━━ SOURCE MATERIAL
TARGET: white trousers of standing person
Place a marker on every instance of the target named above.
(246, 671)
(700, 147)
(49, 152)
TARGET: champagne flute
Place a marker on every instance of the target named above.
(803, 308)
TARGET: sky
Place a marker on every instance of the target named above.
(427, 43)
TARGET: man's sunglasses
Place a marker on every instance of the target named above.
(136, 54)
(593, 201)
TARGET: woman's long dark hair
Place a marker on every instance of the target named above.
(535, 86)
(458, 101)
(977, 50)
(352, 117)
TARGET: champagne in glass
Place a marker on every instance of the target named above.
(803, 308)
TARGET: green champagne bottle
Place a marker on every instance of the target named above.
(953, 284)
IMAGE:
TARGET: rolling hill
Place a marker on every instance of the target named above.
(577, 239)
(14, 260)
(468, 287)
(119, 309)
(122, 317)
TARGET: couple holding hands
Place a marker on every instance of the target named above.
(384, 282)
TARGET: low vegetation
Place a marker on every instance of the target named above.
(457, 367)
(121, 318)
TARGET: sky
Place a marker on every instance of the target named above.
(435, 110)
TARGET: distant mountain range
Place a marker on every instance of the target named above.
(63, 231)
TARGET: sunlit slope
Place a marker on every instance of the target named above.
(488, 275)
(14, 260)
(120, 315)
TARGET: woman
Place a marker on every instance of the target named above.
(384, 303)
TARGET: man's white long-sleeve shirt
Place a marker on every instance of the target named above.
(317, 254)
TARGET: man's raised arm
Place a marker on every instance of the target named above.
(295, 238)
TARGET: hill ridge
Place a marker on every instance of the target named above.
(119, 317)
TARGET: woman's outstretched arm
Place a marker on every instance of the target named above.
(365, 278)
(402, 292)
━━━━
EXERCISE BRIEF
Rewrite every line of the listing above as a JSON array of strings, with one string per line and blank lines omitted.

WRITTEN SOLUTION
[
  "TARGET: white trousers of standing person",
  "Place a marker on every instance of the target named above.",
  "(246, 671)",
  "(700, 147)",
  "(49, 152)",
  "TARGET: champagne flute",
  "Place a marker on every instance of the target named above.",
  "(803, 308)",
  "TARGET: sky",
  "Place a marker on every instance of the target named above.",
  "(427, 43)",
  "TARGET: man's sunglasses",
  "Place a marker on every instance of the target named above.",
  "(136, 54)",
  "(593, 201)",
  "TARGET: woman's long dark hair",
  "Place a marker on every instance of the target named above.",
  "(535, 86)",
  "(458, 101)",
  "(977, 50)",
  "(352, 117)",
  "TARGET: champagne in glass",
  "Place a marker on every instance of the target named above.",
  "(803, 308)",
  "TARGET: green champagne bottle",
  "Place a marker on every instance of the target named above.",
  "(953, 284)",
  "IMAGE:",
  "TARGET: rolling hill",
  "Place a marker on every instance of the target named above.",
  "(577, 239)",
  "(14, 260)",
  "(468, 287)",
  "(119, 309)",
  "(122, 317)",
  "TARGET: couple holding hands",
  "Place a marker on every instance of the target named above.",
  "(384, 282)",
  "TARGET: low vegetation",
  "Place a marker on every instance of the target named above.",
  "(457, 367)",
  "(121, 318)",
  "TARGET: sky",
  "Place a marker on every instance of the target named above.",
  "(435, 110)",
  "TARGET: distant mountain range",
  "Place a marker on every instance of the target named above.",
  "(63, 231)",
  "TARGET: sunlit slope",
  "Place a marker on every instance of the target named above.",
  "(488, 275)",
  "(14, 260)",
  "(120, 315)",
  "TARGET: woman",
  "Place a marker on every instance of the target named above.",
  "(384, 303)",
  "TARGET: man's white long-sleeve shirt",
  "Place a marker on every instance of the target named above.",
  "(317, 254)",
  "TARGET: man's raised arm",
  "Place a marker on every instance of the target named above.",
  "(295, 238)",
  "TARGET: hill ridge",
  "Place a marker on every instance of the target named above.",
  "(119, 317)",
  "TARGET: woman's outstretched arm",
  "Place a marker on every instance of the target named above.",
  "(365, 278)",
  "(402, 292)"
]